What is asked
Rewrite the listing from the line with "Return one point per instance of the cockpit" to the line with "Return one point per instance of the water", changing "side window" to "door" and keeping the rest the same. Omit the pictures.

START Supplied material

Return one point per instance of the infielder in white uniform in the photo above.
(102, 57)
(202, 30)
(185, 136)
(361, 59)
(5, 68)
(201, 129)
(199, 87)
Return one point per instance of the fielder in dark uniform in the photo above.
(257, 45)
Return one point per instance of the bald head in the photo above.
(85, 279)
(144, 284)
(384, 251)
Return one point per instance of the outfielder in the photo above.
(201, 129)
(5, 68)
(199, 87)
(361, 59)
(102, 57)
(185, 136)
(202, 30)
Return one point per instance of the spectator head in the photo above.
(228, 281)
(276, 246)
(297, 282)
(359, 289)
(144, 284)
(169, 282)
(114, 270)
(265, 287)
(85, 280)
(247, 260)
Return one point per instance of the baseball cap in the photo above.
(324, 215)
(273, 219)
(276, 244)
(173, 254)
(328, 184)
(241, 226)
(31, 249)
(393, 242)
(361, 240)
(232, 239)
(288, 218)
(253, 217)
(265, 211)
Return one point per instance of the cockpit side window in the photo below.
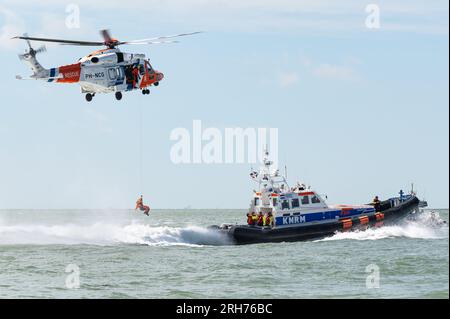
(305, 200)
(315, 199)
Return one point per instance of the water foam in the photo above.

END Supplied material
START Supplied material

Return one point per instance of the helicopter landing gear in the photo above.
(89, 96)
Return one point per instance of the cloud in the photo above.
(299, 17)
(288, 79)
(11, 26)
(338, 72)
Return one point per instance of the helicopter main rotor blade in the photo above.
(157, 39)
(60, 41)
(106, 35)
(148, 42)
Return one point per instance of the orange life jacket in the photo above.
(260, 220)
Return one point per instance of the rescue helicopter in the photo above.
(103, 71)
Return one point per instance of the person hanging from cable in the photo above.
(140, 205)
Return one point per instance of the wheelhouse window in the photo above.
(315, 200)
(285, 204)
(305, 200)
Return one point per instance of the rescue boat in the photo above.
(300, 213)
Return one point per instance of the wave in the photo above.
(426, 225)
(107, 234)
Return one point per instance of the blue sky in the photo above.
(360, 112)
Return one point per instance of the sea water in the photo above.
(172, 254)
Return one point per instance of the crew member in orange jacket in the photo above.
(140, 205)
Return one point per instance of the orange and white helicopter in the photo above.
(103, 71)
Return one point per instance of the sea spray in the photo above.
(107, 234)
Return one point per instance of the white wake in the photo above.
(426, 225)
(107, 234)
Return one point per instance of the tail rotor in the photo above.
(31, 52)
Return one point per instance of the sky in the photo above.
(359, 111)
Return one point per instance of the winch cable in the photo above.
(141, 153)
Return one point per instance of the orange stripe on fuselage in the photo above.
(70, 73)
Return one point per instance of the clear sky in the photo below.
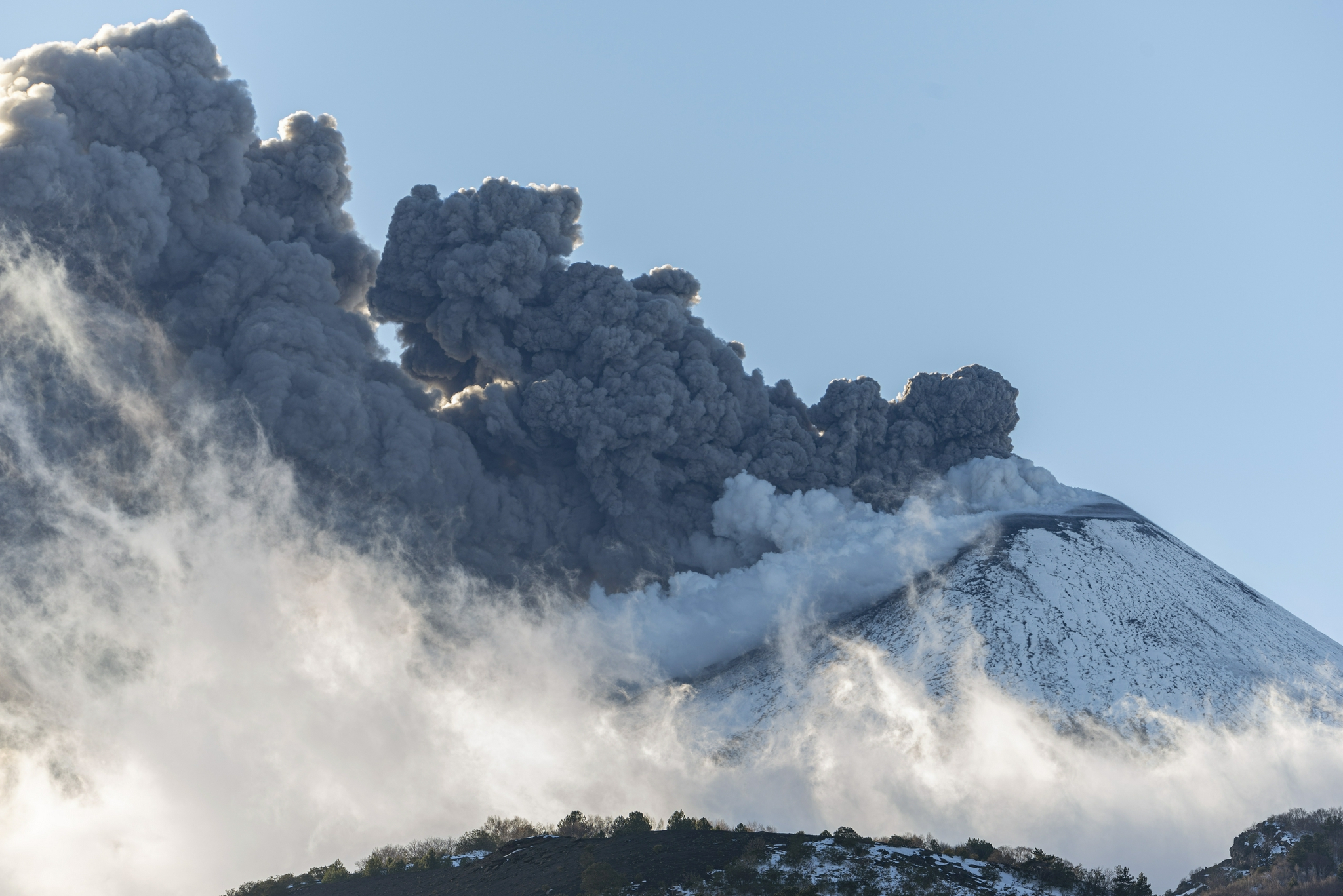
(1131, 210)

END Supplied material
START Supplied material

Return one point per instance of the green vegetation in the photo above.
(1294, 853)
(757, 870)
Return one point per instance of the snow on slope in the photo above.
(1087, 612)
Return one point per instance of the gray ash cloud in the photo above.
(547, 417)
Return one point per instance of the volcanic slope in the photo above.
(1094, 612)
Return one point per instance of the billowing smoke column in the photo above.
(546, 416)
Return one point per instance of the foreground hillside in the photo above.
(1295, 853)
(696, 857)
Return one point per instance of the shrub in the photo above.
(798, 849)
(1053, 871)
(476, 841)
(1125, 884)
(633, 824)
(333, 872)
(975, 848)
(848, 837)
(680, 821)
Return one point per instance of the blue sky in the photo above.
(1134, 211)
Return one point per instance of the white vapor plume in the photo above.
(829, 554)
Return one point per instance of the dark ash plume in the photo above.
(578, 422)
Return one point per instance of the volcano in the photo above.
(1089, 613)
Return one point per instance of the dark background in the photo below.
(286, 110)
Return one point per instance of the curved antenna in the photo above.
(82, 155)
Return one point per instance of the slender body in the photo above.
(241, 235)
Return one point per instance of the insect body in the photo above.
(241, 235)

END Supplied material

Result for this task
Return one point per instance of the cockpit door in the photo below.
(305, 200)
(315, 199)
Return one point per instance of the water foam in the photo above.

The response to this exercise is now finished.